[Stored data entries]

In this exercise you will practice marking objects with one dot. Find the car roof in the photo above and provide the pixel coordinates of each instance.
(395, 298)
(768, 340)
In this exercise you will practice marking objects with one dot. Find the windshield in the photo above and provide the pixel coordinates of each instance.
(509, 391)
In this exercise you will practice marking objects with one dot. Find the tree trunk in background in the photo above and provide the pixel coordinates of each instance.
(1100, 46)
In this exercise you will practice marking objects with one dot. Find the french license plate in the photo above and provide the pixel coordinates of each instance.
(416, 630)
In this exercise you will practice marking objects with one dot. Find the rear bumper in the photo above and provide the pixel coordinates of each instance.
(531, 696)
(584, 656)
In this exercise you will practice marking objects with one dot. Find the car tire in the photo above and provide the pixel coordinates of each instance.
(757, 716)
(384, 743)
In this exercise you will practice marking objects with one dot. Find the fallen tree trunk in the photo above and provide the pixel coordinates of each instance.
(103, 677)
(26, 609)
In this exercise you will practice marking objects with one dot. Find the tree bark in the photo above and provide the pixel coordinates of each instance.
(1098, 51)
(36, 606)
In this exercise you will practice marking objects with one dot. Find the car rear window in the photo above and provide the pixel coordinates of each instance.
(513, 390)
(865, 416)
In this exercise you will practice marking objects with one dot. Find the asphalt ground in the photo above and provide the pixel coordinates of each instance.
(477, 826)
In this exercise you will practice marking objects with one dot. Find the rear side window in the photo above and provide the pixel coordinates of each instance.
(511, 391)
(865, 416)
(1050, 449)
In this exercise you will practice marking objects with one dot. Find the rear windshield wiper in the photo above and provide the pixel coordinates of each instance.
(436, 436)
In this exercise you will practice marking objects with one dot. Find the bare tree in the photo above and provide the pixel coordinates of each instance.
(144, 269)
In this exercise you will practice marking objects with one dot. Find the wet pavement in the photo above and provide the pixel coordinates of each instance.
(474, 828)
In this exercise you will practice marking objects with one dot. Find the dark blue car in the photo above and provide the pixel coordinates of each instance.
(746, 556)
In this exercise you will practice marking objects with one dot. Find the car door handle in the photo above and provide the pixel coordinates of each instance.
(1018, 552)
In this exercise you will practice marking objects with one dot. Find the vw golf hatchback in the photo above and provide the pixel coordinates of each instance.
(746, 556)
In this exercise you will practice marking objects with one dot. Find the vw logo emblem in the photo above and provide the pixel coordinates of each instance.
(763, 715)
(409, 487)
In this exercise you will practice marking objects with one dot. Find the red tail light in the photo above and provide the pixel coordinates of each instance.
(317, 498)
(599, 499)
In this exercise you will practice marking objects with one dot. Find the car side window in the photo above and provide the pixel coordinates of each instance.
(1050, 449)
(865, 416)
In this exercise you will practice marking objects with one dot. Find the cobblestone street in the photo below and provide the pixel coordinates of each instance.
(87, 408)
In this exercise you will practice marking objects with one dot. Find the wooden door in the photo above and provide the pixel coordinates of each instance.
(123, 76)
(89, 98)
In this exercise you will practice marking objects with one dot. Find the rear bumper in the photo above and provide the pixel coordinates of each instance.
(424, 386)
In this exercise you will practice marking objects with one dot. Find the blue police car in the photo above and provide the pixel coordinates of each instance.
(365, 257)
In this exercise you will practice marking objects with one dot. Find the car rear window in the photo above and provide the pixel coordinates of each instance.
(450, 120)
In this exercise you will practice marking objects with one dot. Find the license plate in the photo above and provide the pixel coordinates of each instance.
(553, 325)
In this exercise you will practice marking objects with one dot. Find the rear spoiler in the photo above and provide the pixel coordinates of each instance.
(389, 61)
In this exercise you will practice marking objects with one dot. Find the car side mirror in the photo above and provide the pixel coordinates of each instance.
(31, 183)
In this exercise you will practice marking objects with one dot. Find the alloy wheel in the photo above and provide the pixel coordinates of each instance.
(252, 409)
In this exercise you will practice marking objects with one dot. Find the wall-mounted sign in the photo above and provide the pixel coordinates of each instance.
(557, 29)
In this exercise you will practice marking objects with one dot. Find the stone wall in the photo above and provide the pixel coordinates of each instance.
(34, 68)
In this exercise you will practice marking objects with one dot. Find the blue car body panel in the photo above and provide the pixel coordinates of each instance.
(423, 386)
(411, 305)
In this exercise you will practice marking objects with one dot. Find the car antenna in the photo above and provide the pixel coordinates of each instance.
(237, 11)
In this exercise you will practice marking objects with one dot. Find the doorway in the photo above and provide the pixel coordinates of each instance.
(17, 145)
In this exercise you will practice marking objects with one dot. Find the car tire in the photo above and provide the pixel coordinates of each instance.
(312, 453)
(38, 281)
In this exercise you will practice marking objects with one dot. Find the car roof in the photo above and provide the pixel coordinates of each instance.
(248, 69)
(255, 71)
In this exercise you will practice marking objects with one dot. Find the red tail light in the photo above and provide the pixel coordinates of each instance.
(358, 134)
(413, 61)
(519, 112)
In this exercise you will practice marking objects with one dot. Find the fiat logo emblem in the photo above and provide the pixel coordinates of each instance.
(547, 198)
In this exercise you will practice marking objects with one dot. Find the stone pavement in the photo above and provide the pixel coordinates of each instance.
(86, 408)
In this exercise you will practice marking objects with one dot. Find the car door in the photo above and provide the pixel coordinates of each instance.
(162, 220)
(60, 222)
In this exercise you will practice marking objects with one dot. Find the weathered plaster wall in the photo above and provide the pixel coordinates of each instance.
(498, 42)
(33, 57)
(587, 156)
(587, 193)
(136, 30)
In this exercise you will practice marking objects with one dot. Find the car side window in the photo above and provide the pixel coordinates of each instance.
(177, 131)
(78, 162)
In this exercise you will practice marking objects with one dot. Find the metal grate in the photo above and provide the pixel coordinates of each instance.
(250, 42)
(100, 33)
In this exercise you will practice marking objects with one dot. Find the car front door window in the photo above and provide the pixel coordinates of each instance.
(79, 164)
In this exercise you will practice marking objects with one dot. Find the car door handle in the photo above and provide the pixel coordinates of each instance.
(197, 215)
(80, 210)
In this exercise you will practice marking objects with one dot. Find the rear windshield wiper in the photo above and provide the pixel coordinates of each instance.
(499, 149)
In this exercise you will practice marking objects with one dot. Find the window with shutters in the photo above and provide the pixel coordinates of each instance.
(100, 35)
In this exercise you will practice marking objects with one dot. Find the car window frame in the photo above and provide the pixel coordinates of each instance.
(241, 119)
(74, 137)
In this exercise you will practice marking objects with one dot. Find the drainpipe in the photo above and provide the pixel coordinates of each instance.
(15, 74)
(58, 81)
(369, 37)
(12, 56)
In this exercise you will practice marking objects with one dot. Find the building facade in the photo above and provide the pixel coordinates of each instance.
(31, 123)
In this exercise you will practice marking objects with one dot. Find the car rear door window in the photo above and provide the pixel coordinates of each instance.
...
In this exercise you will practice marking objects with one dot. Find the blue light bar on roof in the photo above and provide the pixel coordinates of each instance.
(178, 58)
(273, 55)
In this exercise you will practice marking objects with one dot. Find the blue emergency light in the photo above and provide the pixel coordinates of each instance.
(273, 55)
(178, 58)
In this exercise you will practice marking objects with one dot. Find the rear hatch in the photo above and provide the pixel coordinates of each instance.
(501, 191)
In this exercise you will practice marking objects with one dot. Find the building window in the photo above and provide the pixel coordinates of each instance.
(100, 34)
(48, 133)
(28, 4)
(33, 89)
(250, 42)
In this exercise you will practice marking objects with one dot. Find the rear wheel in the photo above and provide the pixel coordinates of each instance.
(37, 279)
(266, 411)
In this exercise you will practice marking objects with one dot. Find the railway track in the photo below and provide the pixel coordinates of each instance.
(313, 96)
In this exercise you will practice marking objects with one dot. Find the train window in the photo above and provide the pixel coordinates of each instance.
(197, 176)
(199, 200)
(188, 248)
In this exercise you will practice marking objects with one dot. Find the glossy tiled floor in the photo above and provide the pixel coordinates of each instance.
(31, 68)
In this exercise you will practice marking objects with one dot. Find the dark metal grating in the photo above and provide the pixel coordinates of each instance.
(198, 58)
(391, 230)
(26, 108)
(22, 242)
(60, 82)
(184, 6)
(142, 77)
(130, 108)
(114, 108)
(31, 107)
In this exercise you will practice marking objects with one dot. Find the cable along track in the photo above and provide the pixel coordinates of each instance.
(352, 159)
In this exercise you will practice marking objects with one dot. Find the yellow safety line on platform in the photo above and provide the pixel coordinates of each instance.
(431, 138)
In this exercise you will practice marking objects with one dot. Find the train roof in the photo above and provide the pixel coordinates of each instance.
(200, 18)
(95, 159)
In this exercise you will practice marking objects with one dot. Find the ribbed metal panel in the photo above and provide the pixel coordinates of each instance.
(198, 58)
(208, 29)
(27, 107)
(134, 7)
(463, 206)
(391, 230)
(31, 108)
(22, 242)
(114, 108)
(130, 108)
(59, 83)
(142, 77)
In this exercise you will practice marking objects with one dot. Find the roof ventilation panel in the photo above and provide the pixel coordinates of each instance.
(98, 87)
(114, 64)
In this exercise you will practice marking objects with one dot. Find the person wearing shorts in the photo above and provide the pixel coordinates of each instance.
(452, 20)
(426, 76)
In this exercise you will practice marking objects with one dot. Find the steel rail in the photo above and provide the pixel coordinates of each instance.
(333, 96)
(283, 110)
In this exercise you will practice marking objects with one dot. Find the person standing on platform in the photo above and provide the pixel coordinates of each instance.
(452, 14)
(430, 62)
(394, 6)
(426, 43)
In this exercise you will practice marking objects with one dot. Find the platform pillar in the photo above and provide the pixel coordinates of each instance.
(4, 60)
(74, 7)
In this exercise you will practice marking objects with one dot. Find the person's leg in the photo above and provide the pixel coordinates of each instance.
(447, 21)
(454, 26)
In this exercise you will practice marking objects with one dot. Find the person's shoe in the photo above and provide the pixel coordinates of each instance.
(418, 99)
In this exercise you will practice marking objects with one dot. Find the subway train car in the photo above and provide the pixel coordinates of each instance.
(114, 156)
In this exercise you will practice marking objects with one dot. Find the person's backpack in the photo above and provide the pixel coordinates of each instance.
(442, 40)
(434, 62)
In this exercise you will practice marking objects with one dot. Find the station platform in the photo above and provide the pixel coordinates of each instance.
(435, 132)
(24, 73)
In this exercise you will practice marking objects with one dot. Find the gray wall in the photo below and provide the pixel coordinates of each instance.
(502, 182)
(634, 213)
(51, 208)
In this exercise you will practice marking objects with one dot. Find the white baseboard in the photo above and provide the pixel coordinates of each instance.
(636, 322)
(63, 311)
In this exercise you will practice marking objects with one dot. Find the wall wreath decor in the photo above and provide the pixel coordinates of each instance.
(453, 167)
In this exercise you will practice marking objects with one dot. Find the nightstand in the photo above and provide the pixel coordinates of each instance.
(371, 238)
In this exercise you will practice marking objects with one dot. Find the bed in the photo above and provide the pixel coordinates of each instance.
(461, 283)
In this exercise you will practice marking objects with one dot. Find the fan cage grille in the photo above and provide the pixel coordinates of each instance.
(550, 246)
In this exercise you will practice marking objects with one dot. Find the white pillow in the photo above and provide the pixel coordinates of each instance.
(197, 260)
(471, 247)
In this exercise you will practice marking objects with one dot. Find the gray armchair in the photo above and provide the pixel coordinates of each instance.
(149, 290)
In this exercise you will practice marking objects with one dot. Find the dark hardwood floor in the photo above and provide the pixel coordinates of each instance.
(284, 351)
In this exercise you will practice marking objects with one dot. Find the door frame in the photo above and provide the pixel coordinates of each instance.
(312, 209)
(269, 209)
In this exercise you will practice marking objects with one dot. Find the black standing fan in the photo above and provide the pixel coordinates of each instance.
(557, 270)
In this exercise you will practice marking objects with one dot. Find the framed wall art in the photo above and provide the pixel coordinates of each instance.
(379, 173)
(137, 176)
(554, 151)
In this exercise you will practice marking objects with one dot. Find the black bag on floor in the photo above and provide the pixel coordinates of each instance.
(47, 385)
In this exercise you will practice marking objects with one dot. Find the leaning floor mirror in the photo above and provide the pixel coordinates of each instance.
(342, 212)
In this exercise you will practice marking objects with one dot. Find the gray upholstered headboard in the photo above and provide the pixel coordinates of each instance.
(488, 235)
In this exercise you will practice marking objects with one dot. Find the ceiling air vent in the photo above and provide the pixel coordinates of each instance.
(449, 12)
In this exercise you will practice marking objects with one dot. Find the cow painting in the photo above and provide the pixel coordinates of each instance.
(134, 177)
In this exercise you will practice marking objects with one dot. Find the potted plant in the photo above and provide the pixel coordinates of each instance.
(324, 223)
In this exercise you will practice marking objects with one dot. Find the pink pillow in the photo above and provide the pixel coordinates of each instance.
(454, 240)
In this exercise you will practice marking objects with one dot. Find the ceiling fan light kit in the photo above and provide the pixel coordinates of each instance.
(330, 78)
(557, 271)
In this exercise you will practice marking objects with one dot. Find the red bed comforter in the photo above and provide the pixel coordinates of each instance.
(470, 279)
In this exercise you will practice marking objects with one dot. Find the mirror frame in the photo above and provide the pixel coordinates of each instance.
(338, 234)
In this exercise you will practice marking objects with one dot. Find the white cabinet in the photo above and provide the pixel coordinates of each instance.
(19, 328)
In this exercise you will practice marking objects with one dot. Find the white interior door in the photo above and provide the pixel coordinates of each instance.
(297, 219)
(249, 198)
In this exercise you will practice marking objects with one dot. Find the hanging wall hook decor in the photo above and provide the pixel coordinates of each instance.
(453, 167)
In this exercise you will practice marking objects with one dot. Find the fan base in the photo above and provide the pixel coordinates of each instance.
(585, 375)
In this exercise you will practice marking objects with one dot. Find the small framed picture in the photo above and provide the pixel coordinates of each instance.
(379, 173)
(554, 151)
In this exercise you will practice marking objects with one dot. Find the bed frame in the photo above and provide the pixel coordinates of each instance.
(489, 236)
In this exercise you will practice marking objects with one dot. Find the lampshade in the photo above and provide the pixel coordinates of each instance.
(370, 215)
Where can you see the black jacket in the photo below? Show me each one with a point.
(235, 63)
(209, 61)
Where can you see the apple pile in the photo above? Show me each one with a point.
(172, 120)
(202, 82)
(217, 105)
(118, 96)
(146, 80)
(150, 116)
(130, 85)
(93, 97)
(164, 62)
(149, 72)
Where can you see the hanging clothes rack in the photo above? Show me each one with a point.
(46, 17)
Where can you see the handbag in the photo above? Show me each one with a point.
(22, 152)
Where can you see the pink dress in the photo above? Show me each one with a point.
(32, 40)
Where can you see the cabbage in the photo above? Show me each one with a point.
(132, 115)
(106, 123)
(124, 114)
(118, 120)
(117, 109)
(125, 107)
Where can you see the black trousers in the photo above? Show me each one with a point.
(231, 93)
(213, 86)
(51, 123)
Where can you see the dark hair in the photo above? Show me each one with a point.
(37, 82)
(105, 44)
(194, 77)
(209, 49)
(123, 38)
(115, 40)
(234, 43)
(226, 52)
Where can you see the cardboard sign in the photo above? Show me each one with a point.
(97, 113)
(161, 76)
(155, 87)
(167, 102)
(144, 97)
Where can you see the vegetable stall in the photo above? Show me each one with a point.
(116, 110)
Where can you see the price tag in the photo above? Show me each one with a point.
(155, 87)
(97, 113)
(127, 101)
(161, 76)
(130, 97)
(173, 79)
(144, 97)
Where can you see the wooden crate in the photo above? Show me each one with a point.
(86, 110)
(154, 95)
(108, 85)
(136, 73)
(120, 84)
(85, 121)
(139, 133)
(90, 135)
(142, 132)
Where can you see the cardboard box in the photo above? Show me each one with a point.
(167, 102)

_Exercise description_
Only the lines above from the line with "Find the drainpipe" to the line with "car rear door", those two lines included, should be reproduced exactly.

_Answer box_
In this exercise you will practice marking objects with one dot. Find the drainpipe in the photo above and provide the pixel coordinates of each instance.
(15, 74)
(58, 81)
(369, 37)
(12, 56)
In this exercise you will practice marking objects with one dot. Find the building facade in the photo above and provide the pixel coordinates of each instance.
(31, 123)
In this exercise you will practice marking objects with one dot. Find the car rear door window in the photo above and provide the pixel coordinates of each instance.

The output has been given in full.